- [Reading text]:
▶

1. The Board of Directors may, by its resolution, delegate the decisions of the matters referred to in Items (9) and (10) of the preceding Article to the Assets and Loan Management Committee.

 

2. The Assets and Loan Management Committee shall be composed of not less than three (3) Directors, and members of the Assets and Loan Management Committee shall be appointed by a resolution of the Board of Directors.

 

3. A member of members of the Assets and Loan Management Committee nominated by the Assets and Loan Management Committee shall report the details of any resolution of the Assets and Loan Management Committee to the Board of Directors without delay.

 

4. A Director may, even if he is not a member of the Assets and Loan Management Committee, inspect or copy the minutes of the Assets and Loan Management Committee.

 

Article 9.   (Matters to be Reported)

 

1. Directors shall report to the Board of Directors without delay in the case that any of the matters set forth below occurs:

 

  (1)   When a transaction between the Company and a Director, a transaction which occurs conflict of interest between the Company and a Director or a transaction by a Director competing with the Company’s business was made;

 

  (2)   When a Director becomes an unlimited-liability partner, director, corporate auditor or manager of another company; and

 

  (3)   When Article 254.2 of the Commercial Law is applicable.

◀

- [Available data]:
▶

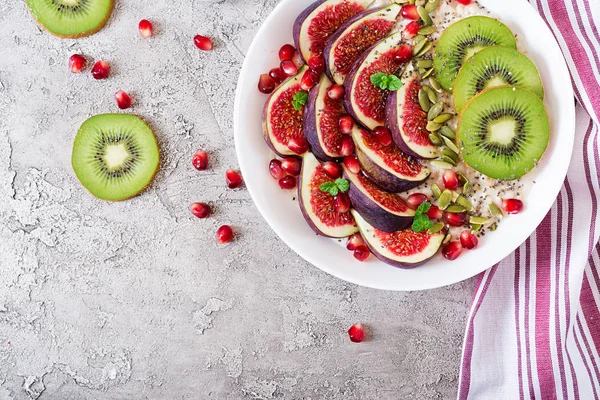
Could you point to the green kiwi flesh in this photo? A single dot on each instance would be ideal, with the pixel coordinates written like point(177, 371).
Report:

◀

- [Problems and tasks]:
A – According to the board regulations, how many Directors at minimum must make up the Assets and Loan Management Committee?
B – From the board regulations, write out again the part that opens with the words containing "3. A member" and closes with "of the Assets and Loan Management Committee.", swapping "inspect" for "examine".

- [Per-task answers]:
A – Not less than three (3) Directors.

B –
3. A member of members of the Assets and Loan Management Committee nominated by the Assets and Loan Management Committee shall report the details of any resolution of the Assets and Loan Management Committee to the Board of Directors without delay.

 

4. A Director may, even if he is not a member of the Assets and Loan Management Committee, examine or copy the minutes of the Assets and Loan Management Committee.